→ TEXTE À LIRE:
····················
Droit social et nouvelles technologiesProtection des données à caractère personnelSécurité des systèmes d'information

Contrôle des postes informatiques en entreprise : une décision qui interpelle…

A la lecture de certaines décisions jurisprudentielles, le juriste est parfois surpris dans ses certitudes, ou tout simplement dans la construction du raisonnement ayant conduit à la décision adoptée.

Dans ce billet d’humeur, puisque c’en est un, j’évoque ainsi la décision de la Cour d’appel d’Agen du 10 janvier 2023.

Où un argumentaire en défense mentionne une décision de la Cour de cassation… sans préciser ses conditions d’application

Nous renvoyons le lecteur intéressé à cette décision pour le détail des faits. Résumons simplement la partie qui nous intéresse :

  • Un employeur a des éléments probants l’incitant à contrôler le poste informatique d’un de ses salariés fin novembre 2019 ;
  • En application d’une charte informatique1 soumise au CSE de la société le 15 juin 2015 puis annexée au règlement intérieur, avec copie adressée à l’ensemble des salariés de la société et du groupe le 19 octobre 2015 ;
  • A l’issue du contact effectué et d’une mise à pied, l’employeur licencie le salarié pour faute grave ;
  • Le salarié le conteste devant les tribunaux le 24 février 2020.

Jusque-là, rien d’innovant ni de surprenant.

Ce qui l’est beaucoup plus est la défense du salarié devant la Cour d’appel : il évoque une décision de la Cour de cassation, mais sans en préciser toutes les limites.
····················
→ LIGNES ENREGISTRÉES:
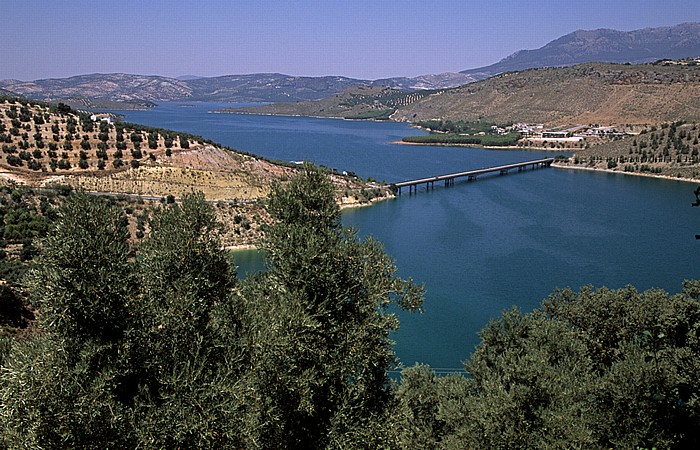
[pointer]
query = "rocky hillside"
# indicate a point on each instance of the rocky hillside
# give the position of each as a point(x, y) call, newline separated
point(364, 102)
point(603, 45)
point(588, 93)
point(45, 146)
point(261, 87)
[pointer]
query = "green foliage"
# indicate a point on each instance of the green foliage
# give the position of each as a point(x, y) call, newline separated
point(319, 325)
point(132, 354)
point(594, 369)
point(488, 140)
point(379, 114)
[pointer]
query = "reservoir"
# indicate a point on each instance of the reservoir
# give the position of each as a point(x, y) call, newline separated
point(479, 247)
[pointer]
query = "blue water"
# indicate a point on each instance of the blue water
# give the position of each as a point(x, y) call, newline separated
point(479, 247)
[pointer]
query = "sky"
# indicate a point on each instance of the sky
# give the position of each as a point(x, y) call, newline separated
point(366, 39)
····················
→ TÂCHES À FAIRE:
[A] Relevez toutes les dates citées dans le texte sur le contrôle des postes informatiques en entreprise.
[B] Répondez aux questions suivantes d'après le texte sur le contrôle des postes informatiques en entreprise :
(i) Quelle juridiction a rendu la décision du 10 janvier 2023 ?
(ii) À quelle instance la charte informatique a-t-elle été soumise le 15 juin 2015 ?
(iii) Pour quel motif l'employeur licencie-t-il le salarié ?
[C] Poursuivez le texte sur le contrôle des postes informatiques en entreprise à partir de sa dernière phrase.

→ RÉPONSES:
[A]
- 10 janvier 2023
- fin novembre 2019
- 15 juin 2015
- 19 octobre 2015
- 24 février 2020

[B]
(i) La Cour d'appel d'Agen.
(ii) Au CSE de la société.
(iii) Pour faute grave.

[C]
L’argumentaire se fonde en effet sur :

  • la question de la licéité du moyen de preuve utilisé par l’employeur. La question posée, centrale, se concentre sur la licéité du « recueil d’informations par huissier de justice provenant des fichiers et leur recoupement avec les messages envoyés de l’adresse IP attribuée au salarié » ;
  • et sur l’attendu de l’arrêt de la Cour de cassation du 25 novembre 2020. La cour d’appel rappelle ainsi que la Cour de cassation […] a confirmé qu’une adresse IP était une donnée personnelle » (vrai), « de sorte que leur collecte par l’exploitation d’un fichier de journalisation constitue un traitement de données à caractère personnel » (toujours vrai) « qui doit faire l’objet d’une déclaration préalable auprès de la Commission nationale de l’informatique et des libertés » (à l’heure actuelle complètement faux).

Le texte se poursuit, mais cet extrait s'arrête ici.